Согласно той же логике рассуждали и отечественные народолюбцы, готовые закрыть глаза даже на факт убийства.

«Несмотря на некоторые отрицательные черт ы, — вспоминала А. И. Корнилова-Мороз, — подсудимые этого громкого процесса тем не менее являлись борцами за освобождение от гнета правительства; критикуя основы их организации, молодежь поддавалась обаянию мысли о борьбе за идеи во имя правды и справедливости и стремилась найти лучшие пути для проведения их в жизнь»29. Простая истина, что цель, достигаемая преступными средствами, не есть цель благая, оказалась недоступна пониманию даже и тех, кого пугали «некоторые отрицательные черты» нечаевцев: пусть Нечаев и его соратники поступали бесчестно и подло, но они стремились к великой и прекрасной цели.

ЗАДАНИЯ »
- a) Перепишите дословно отрывок текста о нечаевцах от слов «Согласно той же» до слов «и прекрасной цели.».
- b) Какие нарицательные существительные во множественном числе обозначают людей в тексте о нечаевцах? Выпишите все в той форме, в какой они стоят в тексте.

ИСХОДНЫЕ ДАННЫЕ »

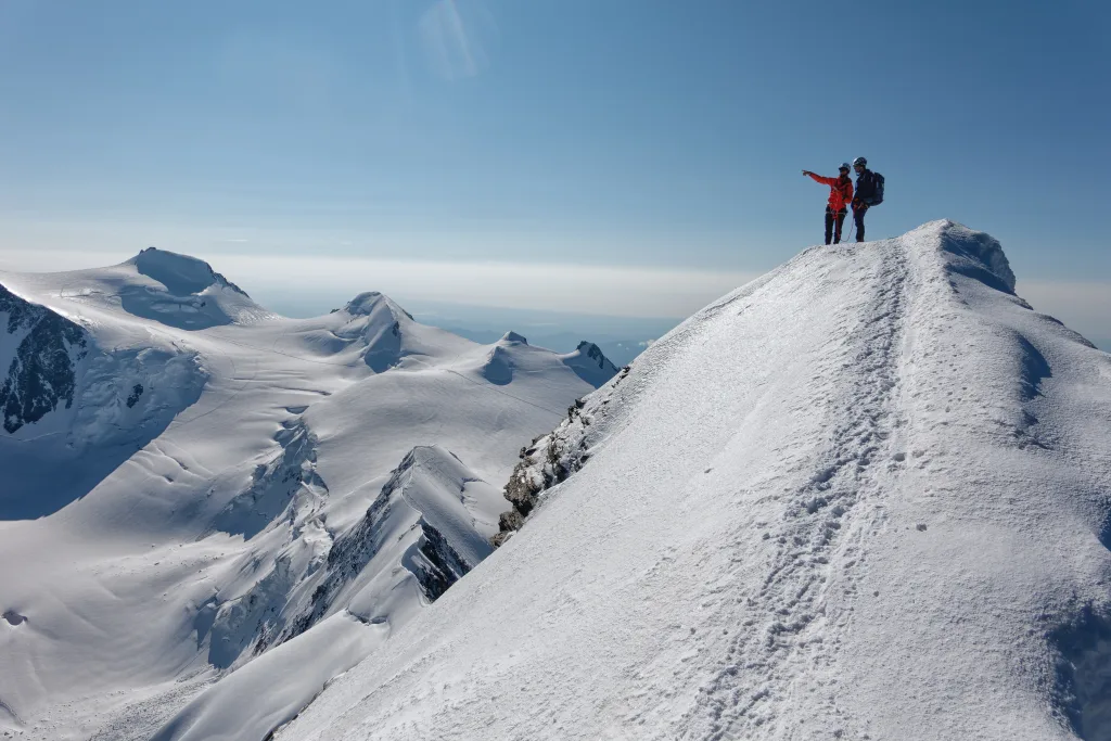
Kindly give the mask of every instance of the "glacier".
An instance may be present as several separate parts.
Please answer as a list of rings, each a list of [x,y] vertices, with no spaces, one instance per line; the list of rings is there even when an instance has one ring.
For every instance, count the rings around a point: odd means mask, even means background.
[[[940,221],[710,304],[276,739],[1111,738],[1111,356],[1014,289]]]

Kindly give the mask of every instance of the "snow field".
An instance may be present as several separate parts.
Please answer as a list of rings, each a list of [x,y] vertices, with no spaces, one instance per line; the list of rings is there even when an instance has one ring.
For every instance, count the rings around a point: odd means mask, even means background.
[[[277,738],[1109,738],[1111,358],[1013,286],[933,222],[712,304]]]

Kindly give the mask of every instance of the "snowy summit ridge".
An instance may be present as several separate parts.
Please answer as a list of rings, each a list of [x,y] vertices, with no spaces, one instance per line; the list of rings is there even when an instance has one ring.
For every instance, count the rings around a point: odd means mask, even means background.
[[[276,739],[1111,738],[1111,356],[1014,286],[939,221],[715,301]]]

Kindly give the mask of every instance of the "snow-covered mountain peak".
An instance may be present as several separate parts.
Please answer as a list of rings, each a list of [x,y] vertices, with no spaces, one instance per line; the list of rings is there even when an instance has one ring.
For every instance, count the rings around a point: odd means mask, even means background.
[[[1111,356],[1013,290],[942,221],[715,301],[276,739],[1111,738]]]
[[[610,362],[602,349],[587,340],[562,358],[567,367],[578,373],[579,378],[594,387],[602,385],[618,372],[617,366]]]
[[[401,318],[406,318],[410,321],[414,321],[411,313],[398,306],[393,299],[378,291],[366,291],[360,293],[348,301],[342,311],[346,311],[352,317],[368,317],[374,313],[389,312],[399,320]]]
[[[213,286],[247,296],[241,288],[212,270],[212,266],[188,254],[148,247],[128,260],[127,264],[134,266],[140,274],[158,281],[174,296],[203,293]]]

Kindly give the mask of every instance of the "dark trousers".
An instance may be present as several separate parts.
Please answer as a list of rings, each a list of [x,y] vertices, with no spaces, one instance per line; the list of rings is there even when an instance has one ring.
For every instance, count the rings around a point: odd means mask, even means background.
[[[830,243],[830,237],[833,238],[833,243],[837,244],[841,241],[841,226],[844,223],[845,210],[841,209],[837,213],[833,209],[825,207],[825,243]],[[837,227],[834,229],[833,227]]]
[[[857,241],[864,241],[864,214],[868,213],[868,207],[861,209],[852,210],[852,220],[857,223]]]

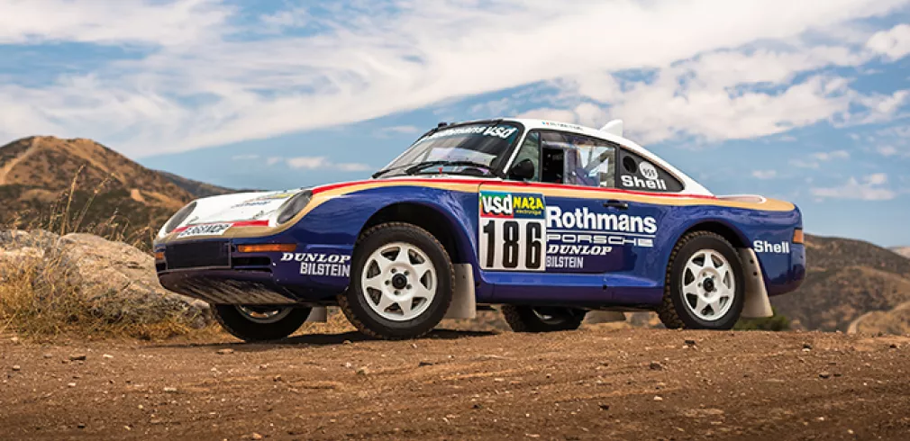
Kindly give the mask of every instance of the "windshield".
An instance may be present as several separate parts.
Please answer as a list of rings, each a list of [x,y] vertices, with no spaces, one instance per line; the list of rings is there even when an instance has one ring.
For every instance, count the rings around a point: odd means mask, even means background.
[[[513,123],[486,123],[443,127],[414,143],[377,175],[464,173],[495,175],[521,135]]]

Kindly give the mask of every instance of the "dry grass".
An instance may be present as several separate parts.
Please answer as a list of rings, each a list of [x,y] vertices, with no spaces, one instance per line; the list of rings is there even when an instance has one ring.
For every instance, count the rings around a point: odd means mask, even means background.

РЕШЕНИЯ ЗАДАНИЙ »
- a)
Согласно той же логике рассуждали и отечественные народолюбцы, готовые закрыть глаза даже на факт убийства.

«Несмотря на некоторые отрицательные черт ы, — вспоминала А. И. Корнилова-Мороз, — подсудимые этого громкого процесса тем не менее являлись борцами за освобождение от гнета правительства; критикуя основы их организации, молодежь поддавалась обаянию мысли о борьбе за идеи во имя правды и справедливости и стремилась найти лучшие пути для проведения их в жизнь»29. Простая истина, что цель, достигаемая преступными средствами, не есть цель благая, оказалась недоступна пониманию даже и тех, кого пугали «некоторые отрицательные черты» нечаевцев: пусть Нечаев и его соратники поступали бесчестно и подло, но они стремились к великой и прекрасной цели.

- b) народолюбцы, подсудимые, борцами, нечаевцев, соратники